TRECHO DO TEXTO ▸
»»
JC – Em sua opinião, é válida a criação de uma entidade governamental que reveja a regulação federal, com base na análise de seu impacto, a exemplo do Office of Information and Regulatory Affairs – OIRA, existente nos Estados Unidos?

ASA – Em razão da setorização regulatória, é necessária alguma coordenação entre todas essas instâncias, desde que mantido o estatuto autonômico das que o possuírem. Não dá para se ter várias instâncias regulatórias, independentes ou não, cada uma atuando sem ter atenção em relação às outras. Isso pode gerar várias consequências indesejáveis, como, por exemplo: contradição de normas administrativas, que gera insegurança jurídica e conflitos judiciais e administrativos; atrasos nas tomadas de decisões – porque um não sabe o que o outro está fazendo; conflitos internos; e, para evitar a tomada de decisão em prol de um ou de outro lado, acabam não decidindo nada.

Haveria também, sem a coordenação, a possibilidade de não atendimento ao princípio constitucional da eficiência. Pode ser que um órgão já tenha feito estudos estatísticos da situação e o outro vai realizar de novo o mesmo estudo estatístico para saber como agir. Pode haver desperdício de tempo, dinheiro e pessoal.
««
OBJETIVO ▸
Dê prosseguimento à entrevista sobre coordenação regulatória, começando logo após a última frase apresentada.

ITENS EXTRAÍDOS ▸
»»
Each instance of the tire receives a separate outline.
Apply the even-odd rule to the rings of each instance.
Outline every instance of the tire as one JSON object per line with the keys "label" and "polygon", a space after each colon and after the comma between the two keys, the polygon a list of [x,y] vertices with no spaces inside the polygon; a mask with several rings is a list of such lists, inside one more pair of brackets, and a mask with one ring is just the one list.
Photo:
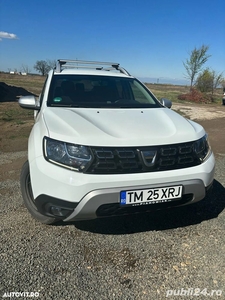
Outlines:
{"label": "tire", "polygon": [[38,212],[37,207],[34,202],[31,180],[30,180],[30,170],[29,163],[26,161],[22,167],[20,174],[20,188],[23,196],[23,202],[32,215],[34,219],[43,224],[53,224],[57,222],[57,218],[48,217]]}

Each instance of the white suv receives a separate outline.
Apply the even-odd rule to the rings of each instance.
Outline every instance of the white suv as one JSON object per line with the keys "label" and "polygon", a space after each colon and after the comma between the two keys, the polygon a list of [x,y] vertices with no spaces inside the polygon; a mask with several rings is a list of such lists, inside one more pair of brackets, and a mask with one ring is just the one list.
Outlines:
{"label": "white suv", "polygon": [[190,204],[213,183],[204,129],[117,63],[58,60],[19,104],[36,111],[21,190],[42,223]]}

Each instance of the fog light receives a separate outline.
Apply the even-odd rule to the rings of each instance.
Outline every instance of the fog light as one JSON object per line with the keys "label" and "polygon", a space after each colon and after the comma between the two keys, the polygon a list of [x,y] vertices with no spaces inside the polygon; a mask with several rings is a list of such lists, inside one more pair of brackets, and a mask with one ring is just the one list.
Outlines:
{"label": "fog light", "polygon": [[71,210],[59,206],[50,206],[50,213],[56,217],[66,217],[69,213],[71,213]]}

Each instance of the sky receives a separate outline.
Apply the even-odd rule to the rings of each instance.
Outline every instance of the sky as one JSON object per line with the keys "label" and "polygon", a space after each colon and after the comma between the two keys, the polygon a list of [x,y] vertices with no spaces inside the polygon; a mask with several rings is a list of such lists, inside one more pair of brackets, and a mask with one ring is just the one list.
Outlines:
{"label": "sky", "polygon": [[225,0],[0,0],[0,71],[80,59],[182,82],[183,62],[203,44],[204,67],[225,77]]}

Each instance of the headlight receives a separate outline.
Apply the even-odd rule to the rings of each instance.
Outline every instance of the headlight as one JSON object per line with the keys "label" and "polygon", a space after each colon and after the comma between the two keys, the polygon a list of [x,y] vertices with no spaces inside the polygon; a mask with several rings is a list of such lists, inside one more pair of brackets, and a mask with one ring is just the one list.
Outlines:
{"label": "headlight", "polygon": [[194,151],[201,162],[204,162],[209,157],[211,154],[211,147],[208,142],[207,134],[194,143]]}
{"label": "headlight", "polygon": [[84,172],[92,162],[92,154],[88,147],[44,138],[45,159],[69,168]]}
««
RESULTADO DO EXERCÍCIO ▸
JC – Há questionamentos sobre a prática contumaz do Estado, enquanto ente regu­lador, de normatizar em excesso ou sem a devida avaliação das suas consequências sobre o ente regulado e a sociedade em geral determinados assuntos. Quais as implicações que isso pode ocasionar?

ASA – As implicações principais seriam, em primeiro lugar, a sedimentação de um Estado paternalista, em evidente prejuízo da liberdade dos cidadãos e, em segundo lugar, a imposição de prejuízos econômicos para os participantes do mercado, desproporcionais aos supostos benefícios sociais visados.

Essa normatização exacerbada e não fundamentada é justamente o que se quis evitar com a adoção do modelo das agências reguladoras independentes, que buscava garantir a especialidade, tecnicidade e estabilidade da regulação.

JC – O senhor poderia citar exemplos de normatizações impostas pelas agências regulatórias que, havendo uma AIR prévia, provavelmente não teriam sido adotadas?

ASA – É difícil afirmar que uma determinada medida não teria sido adotada caso fosse realizada previamente uma análise adequada de seus impactos, já que tal juízo envolve questões de ordem técnica e econômica sujeitas a um processo dialético de discussão. Em nossa experiência, contudo, participamos de algumas audiências e consultas públicas promovidas por agências reguladoras, nas quais claramente não foi realizada a AIR ou estudos equivalentes previamente, o que poderia ter alterado o resultado do processo.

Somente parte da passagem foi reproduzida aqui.